━━━━━ Passage to read
Having acknowledged the assistance I received, I must now stress that no person or institution cited should be held accountable for anything in the book. The story, and any errors of fact or opinion, are solely my responsibility.
The late Bruce Catton gave us writing about the Civil War that is without equal. Since first reading Catton, I have never forgotten his metaphor “the undigestible lump of slavery.” So much said in just five words. I have made free use of the metaphor in the book and here acknowledge that fact.
The good counsel and good humor of my attorney, Frank Curtis, have been a source of strength and cheer. I also owe a special debt to Mike and Judi, whose friendship I prize and whose kindness helped me through dark days that inevitably accompany any long stretch of creative work. I don’t expect they know how much they buoyed me, which is why I thank them now.
Lastly, I thank Bill Jovanovich for his continuing interest in the project, and my wife, Rachel, for her never-ending support and affection.
JOHN JAKES
Hilton Head Island
August 24, 1981
A Biography of John Jakes
John Jakes is a bestselling author of historical fiction, science fiction, children’s books, and nonfiction. He is best known for his highly acclaimed eight-volume Kent Family Chronicles series, an American family saga that reaches from the Revolutionary War to 1890, and the North and South Trilogy, which follows two families from different regions during the American
Civil War. His commitment to historical accuracy and evocative storytelling earned him the title “godfather of historical novelists” from the Los Angeles Times and led to his streak of sixteen consecutive New York Times bestsellers.
Born in Chicago in 1932, Jakes originally studied to be an actor, but he turned to writing professionally after selling his first short story for twenty-five dollars during his freshman year at Northwestern University. That check, Jakes later said, “changed the whole direction of my life.” He enrolled in DePauw University’s creative writing program shortly thereafter and graduated in 1953. The following year, he received his master’s degree in American literature from Ohio State University.
━━━━━━━━━━
■ **Activity list**:
- a) Which people does the author name in the acknowledgments above, before the signature?
- b) Could you carry the biography of John Jakes forward from its last sentence above?
━━━━━ Dataset extract
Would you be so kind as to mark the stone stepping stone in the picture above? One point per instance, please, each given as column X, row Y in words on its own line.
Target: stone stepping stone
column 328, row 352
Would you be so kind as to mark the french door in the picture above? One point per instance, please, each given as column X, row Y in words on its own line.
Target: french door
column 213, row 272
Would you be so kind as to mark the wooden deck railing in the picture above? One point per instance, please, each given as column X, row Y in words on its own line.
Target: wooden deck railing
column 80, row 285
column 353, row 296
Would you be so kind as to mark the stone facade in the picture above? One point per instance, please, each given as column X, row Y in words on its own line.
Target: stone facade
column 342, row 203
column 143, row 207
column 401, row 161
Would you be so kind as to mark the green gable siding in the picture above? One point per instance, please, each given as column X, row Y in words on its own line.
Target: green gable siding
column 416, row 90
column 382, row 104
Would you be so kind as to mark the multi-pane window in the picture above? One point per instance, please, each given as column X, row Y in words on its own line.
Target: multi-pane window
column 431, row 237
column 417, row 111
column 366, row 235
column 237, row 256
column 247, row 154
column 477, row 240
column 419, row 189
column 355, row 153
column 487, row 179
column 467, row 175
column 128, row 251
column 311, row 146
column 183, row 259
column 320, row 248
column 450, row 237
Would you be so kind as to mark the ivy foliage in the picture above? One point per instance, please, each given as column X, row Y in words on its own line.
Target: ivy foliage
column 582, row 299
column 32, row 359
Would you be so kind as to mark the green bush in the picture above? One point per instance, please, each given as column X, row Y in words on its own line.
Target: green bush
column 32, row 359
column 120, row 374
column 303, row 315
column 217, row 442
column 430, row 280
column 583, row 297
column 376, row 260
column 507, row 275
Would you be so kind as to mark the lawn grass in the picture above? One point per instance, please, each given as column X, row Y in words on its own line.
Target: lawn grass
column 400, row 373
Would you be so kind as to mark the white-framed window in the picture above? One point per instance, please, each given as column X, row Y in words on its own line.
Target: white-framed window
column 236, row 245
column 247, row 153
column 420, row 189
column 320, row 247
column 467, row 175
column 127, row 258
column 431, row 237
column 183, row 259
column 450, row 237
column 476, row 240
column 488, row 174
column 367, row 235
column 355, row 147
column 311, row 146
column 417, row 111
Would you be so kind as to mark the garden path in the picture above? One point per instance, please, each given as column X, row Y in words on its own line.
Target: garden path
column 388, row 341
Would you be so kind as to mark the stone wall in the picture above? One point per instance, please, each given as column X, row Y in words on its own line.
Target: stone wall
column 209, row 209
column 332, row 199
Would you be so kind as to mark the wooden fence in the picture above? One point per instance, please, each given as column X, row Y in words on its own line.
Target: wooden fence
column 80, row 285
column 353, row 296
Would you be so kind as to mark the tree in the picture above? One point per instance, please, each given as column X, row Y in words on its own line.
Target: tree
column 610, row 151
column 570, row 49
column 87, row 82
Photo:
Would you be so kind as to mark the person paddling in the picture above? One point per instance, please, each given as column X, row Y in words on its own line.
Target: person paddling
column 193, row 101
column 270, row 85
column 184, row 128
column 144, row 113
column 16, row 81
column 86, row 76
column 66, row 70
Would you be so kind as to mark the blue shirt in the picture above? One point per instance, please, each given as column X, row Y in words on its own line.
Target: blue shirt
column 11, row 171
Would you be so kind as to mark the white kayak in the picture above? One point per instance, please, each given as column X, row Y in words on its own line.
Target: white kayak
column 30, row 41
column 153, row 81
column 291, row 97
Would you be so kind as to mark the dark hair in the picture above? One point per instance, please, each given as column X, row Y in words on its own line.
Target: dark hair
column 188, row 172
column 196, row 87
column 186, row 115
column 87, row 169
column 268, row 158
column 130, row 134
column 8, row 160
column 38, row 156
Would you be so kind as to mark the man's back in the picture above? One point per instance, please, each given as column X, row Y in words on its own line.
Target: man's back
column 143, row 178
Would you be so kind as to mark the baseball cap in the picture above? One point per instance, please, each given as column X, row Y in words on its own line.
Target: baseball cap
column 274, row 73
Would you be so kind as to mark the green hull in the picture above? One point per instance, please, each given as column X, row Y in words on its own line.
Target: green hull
━━━━━━━━━━
■ **Results of the tasks**:
- a) Bruce Catton, Frank Curtis, Mike, Judi, Bill Jovanovich, Rachel

- b)
While at DePauw, Jakes met Rachel Ann Payne, whom he married in 1951. After finishing his studies, Jakes worked as a copywriter for a large pharmaceutical company before transitioning to advertising, writing copy for several large firms, including Madison Avenue’s Dancer Fitzgerald Sample. At night, he continued to write fiction, publishing two hundred short stories and numerous mystery, western, and science fiction books. He turned to historical fiction, long an interest of his, in 1973 when he started work on The Bastard, the first novel of the Kent Family Chronicles. Jakes’s masterful hand at historical fiction catapulted The Bastard (1974) onto the bestseller list—with each subsequent book in the series matching The Bastard’s commercial success. Upon publication of the next three books in the series—The Rebels (1975), The Seekers (1975), and The Furies (1976)—Jakes became the first-ever writer to have three books on the New York Times bestseller list in a single year. The series has maintained its popularity, and there are currently more than fifty-five million copies of the Kent Family Chronicles in print worldwide.
Jakes followed the success of his first series with the North and South Trilogy, set before, during, and after the Civil War. The first volume, North and South, was published in 1982 and reaffirmed Jakes’s standing as a “master of the ancient art of story telling” (The New York Times Book Review). Following the lead of North and South, the other two books in the series, Love and War (1984) and Heaven and Hell (1987), were chart-topping bestsellers. The trilogy was also made into an ABC miniseries—a total of thirty hours of programming—starring Patrick Swayze. Produced by David L. Wolper for Warner Brothers North and South remains one of the highest-rated miniseries in television history.